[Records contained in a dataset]
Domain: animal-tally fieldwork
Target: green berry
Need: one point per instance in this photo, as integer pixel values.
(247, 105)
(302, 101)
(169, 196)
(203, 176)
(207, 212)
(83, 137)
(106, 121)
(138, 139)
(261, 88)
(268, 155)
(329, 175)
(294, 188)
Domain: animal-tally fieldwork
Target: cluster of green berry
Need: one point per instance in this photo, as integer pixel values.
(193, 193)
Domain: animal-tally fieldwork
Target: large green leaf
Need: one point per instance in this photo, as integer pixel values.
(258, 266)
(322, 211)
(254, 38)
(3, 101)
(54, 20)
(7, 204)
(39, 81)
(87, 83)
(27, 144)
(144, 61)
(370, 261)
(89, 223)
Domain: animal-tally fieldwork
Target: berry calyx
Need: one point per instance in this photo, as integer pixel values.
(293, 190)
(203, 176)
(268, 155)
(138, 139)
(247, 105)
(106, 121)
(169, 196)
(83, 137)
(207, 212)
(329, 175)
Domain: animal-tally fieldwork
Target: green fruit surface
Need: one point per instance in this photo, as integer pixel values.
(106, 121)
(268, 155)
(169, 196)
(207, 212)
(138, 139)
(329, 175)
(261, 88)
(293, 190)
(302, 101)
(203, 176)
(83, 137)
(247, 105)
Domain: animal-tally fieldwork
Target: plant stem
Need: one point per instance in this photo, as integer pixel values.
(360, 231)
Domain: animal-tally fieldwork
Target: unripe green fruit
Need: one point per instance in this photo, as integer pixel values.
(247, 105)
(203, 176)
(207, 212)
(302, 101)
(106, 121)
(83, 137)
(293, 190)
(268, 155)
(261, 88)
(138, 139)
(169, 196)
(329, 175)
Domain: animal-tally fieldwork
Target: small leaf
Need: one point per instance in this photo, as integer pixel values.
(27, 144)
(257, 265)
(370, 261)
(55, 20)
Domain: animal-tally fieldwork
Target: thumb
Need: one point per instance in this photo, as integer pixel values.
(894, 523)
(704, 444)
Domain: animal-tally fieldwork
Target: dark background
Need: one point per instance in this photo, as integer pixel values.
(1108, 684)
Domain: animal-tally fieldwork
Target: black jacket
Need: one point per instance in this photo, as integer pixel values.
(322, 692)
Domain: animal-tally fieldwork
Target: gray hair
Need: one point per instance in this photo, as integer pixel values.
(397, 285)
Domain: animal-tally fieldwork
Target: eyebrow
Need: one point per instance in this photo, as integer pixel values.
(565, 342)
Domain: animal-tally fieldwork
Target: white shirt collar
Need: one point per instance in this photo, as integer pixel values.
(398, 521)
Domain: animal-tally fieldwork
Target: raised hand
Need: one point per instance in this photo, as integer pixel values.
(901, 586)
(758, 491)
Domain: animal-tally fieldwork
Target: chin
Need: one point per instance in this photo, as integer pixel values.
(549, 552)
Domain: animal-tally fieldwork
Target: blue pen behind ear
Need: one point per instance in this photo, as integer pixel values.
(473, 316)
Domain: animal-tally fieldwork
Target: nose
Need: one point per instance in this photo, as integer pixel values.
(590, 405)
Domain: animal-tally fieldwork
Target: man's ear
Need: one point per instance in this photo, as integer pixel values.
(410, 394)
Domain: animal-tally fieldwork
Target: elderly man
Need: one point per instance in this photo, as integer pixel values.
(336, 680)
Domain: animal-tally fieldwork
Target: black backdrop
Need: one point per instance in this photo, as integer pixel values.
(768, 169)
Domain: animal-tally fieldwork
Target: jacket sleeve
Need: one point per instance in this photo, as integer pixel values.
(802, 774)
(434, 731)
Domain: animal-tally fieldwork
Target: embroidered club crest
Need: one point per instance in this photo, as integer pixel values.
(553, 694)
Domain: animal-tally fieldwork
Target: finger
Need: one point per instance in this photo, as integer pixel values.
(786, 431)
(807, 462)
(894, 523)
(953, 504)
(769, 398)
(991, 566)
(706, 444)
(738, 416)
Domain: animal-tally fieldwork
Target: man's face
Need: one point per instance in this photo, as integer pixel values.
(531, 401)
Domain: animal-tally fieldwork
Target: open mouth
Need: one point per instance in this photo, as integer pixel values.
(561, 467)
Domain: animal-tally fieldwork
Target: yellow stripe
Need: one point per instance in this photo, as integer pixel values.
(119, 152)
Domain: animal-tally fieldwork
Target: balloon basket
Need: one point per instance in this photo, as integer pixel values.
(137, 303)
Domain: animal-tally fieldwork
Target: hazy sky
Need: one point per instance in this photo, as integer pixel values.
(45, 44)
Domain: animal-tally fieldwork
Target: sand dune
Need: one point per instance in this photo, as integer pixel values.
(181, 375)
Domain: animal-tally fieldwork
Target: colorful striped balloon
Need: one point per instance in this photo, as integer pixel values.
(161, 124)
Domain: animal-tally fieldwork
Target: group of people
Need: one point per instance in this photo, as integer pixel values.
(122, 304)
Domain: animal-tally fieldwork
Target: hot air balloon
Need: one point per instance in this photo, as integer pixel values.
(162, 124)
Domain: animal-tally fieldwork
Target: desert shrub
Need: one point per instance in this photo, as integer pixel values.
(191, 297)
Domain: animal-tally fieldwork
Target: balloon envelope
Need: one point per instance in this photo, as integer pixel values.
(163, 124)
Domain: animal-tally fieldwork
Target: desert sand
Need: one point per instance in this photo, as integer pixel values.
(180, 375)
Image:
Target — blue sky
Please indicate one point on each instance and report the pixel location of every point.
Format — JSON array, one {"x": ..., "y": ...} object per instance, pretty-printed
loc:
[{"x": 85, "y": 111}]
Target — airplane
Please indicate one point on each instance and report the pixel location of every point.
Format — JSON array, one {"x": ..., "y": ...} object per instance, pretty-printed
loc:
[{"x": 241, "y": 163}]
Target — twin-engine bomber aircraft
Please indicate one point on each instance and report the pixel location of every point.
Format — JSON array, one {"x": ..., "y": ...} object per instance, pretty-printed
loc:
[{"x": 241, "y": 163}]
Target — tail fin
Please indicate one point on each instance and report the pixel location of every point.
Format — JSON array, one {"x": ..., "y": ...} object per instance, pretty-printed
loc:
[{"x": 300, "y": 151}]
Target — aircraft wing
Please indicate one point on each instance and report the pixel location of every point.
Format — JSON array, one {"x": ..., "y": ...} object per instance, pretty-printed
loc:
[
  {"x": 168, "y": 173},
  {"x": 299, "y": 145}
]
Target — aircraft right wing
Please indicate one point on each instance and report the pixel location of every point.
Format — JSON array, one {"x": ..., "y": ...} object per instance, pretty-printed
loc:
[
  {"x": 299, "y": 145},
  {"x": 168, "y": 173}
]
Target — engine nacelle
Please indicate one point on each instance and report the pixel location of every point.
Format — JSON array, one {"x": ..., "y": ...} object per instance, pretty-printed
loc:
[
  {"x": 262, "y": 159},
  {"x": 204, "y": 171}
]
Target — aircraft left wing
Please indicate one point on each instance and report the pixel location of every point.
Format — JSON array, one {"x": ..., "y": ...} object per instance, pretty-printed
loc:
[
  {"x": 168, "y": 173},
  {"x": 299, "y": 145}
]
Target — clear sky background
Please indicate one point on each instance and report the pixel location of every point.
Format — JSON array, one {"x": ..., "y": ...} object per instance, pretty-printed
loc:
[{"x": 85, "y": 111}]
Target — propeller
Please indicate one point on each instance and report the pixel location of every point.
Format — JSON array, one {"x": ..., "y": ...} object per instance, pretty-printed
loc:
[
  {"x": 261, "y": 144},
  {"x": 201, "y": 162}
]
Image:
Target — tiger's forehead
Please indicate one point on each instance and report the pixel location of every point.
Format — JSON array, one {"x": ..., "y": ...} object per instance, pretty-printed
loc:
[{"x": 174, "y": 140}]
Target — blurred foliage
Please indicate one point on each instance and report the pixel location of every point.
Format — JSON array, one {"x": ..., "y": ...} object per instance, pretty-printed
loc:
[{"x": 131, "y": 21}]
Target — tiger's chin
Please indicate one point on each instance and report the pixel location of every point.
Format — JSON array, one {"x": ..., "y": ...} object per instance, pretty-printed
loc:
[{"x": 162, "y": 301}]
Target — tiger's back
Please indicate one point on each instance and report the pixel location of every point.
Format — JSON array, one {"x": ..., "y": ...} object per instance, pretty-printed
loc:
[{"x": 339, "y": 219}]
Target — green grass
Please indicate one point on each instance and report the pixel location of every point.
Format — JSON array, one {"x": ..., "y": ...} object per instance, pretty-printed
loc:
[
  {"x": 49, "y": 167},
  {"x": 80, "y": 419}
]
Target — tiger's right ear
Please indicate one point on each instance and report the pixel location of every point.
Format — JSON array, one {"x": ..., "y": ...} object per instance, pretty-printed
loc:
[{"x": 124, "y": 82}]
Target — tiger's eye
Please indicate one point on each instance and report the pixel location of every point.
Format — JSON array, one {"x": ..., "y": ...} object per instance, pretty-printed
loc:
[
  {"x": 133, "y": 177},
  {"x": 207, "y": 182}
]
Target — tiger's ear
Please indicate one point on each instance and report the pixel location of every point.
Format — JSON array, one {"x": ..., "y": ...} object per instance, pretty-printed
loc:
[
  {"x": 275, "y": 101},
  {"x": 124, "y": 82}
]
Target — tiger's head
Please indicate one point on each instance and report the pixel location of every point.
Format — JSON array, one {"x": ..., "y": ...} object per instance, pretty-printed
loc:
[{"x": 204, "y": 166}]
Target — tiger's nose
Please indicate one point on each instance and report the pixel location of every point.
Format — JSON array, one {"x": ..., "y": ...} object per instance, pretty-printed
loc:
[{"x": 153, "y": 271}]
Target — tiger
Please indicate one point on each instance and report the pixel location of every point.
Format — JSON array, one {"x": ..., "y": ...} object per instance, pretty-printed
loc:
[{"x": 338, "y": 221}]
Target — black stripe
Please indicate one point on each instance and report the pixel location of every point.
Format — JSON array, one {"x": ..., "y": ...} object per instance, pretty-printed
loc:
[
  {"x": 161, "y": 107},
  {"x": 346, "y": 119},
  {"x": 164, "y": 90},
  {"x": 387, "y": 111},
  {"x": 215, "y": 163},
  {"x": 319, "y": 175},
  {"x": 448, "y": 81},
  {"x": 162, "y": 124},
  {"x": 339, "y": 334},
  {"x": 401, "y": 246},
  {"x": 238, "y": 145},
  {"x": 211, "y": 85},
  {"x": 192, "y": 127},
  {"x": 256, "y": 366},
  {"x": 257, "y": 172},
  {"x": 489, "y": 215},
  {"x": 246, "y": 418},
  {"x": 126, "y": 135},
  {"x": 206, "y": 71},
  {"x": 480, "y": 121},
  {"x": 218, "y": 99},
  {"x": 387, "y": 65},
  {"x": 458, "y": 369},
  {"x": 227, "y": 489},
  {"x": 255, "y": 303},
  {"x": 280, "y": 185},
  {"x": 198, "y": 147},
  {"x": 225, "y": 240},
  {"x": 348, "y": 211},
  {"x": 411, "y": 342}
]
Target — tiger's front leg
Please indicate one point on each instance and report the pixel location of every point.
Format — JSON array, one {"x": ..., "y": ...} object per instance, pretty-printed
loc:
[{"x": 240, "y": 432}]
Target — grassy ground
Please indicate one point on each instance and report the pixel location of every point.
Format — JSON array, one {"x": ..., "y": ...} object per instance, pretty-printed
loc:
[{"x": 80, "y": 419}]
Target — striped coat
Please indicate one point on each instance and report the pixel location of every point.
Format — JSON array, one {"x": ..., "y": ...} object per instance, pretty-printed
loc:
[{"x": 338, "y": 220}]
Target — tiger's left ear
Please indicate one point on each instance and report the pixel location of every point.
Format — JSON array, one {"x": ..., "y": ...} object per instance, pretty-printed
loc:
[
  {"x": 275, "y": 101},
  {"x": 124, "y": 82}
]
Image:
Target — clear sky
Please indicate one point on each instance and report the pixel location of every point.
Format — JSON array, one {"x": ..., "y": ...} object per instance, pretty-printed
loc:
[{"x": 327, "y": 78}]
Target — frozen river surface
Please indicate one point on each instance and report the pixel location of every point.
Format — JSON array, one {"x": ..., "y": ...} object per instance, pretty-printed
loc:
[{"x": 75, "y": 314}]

Exercise aim: The lines to retype run from the start of the entries through the line containing "Target: berry calyx"; reproduce them exactly and add nothing.

Task solution:
Domain: animal-tally fieldwork
Target: green berry
Need: one point per instance in this photo, as integer pixel values.
(247, 105)
(302, 101)
(169, 196)
(203, 176)
(207, 212)
(83, 137)
(106, 121)
(138, 139)
(261, 88)
(268, 155)
(329, 175)
(294, 188)
Domain: animal-tally fieldwork
Target: cluster of green berry
Need: one point per instance in this photo, as integer pixel values.
(193, 193)
Domain: animal-tally fieldwork
Target: large green leaf
Need: one point per instance in this photo, as integer pixel values.
(258, 266)
(322, 211)
(254, 38)
(3, 101)
(54, 20)
(7, 204)
(39, 81)
(87, 83)
(27, 144)
(144, 61)
(370, 261)
(89, 223)
Domain: animal-tally fieldwork
Target: berry calyx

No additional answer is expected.